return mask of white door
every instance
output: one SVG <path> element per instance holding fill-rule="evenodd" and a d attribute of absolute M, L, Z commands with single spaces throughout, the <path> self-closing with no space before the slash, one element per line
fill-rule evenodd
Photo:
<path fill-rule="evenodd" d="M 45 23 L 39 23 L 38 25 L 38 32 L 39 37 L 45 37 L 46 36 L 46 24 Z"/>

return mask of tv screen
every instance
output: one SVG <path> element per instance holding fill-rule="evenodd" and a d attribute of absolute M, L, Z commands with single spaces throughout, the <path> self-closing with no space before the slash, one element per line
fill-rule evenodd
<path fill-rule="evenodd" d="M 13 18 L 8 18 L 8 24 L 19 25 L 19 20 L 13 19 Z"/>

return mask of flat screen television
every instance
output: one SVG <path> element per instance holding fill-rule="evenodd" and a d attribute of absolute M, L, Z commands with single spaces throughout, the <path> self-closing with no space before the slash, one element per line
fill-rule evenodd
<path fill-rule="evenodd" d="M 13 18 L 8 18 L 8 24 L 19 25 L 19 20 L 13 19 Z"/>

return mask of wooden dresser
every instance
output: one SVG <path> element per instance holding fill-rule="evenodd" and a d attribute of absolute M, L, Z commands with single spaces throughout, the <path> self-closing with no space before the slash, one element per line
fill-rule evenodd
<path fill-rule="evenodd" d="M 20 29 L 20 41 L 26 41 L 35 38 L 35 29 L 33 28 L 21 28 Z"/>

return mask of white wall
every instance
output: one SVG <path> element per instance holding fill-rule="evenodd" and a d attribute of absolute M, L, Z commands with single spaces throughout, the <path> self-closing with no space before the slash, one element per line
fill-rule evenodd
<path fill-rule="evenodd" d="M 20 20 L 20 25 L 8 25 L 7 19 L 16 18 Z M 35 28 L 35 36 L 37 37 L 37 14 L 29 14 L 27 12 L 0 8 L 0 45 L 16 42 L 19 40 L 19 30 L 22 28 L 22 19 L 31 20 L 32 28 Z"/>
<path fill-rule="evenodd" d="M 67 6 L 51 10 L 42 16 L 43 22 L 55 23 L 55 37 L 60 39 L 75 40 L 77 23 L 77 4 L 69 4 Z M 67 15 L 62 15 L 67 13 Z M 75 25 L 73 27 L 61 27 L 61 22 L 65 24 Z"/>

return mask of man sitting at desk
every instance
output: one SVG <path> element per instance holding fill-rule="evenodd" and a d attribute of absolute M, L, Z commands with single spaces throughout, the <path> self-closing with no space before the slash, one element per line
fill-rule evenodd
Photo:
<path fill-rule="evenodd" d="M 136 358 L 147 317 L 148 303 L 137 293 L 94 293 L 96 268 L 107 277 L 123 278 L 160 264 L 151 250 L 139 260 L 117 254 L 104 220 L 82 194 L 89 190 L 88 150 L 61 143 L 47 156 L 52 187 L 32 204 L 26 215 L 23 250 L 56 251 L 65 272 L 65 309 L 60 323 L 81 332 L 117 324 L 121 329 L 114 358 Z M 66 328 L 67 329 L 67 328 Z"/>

::::::::

TASK INSTRUCTIONS – Rewrite all the records above, changing "every instance" to "all instances" wherever it occurs and leaving everything else as it is.

RESULT –
return mask of white door
all instances
output: one SVG <path> element per instance holding fill-rule="evenodd" and a d attribute of absolute M, L, Z commands with single spaces throughout, the <path> self-closing with no space before the slash, one element per line
fill-rule evenodd
Photo:
<path fill-rule="evenodd" d="M 45 23 L 39 23 L 38 25 L 38 32 L 39 37 L 45 37 L 46 36 L 46 24 Z"/>

return mask of tv screen
all instances
output: one SVG <path> element per instance holding fill-rule="evenodd" and a d attribute of absolute M, L, Z commands with single spaces throughout, the <path> self-closing with no space before the slash, one element per line
fill-rule evenodd
<path fill-rule="evenodd" d="M 13 18 L 8 18 L 8 24 L 19 25 L 19 20 L 13 19 Z"/>

return mask of flat screen television
all instances
output: one SVG <path> element per instance holding fill-rule="evenodd" and a d attribute of absolute M, L, Z commands with single spaces throughout, the <path> self-closing with no space before the slash, one element per line
fill-rule evenodd
<path fill-rule="evenodd" d="M 13 18 L 8 18 L 8 24 L 19 25 L 19 20 L 13 19 Z"/>

return mask of wooden dresser
all instances
output: one SVG <path> element per instance holding fill-rule="evenodd" and a d attribute of absolute M, L, Z commands with single spaces throughout, the <path> self-closing with no space before the slash, one element per line
fill-rule evenodd
<path fill-rule="evenodd" d="M 20 29 L 20 41 L 26 41 L 35 38 L 35 29 L 33 28 L 21 28 Z"/>

return mask of white wall
all instances
output: one SVG <path> element per instance holding fill-rule="evenodd" and a d attribute of absolute M, L, Z commands with single spaces throughout, the <path> self-closing with no space before the slash, one element per line
fill-rule evenodd
<path fill-rule="evenodd" d="M 20 20 L 20 25 L 8 25 L 7 19 L 16 18 Z M 35 28 L 35 36 L 37 37 L 37 14 L 29 14 L 27 12 L 0 8 L 0 45 L 16 42 L 19 40 L 19 30 L 22 28 L 22 19 L 31 20 L 32 28 Z"/>
<path fill-rule="evenodd" d="M 67 6 L 51 10 L 42 16 L 43 22 L 55 23 L 55 37 L 60 39 L 75 40 L 77 23 L 77 4 L 69 4 Z M 67 15 L 62 15 L 67 13 Z M 75 25 L 73 27 L 61 27 L 61 22 L 65 24 Z"/>

return mask of man sitting at desk
all instances
output: one SVG <path> element per instance holding fill-rule="evenodd" and a d attribute of absolute M, L, Z commands with single spaces throughout, the <path> self-closing with no space before the slash, one element per line
fill-rule evenodd
Photo:
<path fill-rule="evenodd" d="M 136 358 L 147 317 L 148 303 L 137 293 L 94 293 L 96 268 L 107 277 L 123 278 L 160 264 L 151 250 L 139 260 L 117 254 L 104 220 L 82 194 L 89 190 L 88 150 L 61 143 L 47 156 L 52 187 L 32 204 L 26 215 L 23 250 L 56 251 L 65 272 L 65 309 L 60 323 L 81 332 L 117 324 L 121 329 L 114 358 Z M 66 328 L 67 329 L 67 328 Z"/>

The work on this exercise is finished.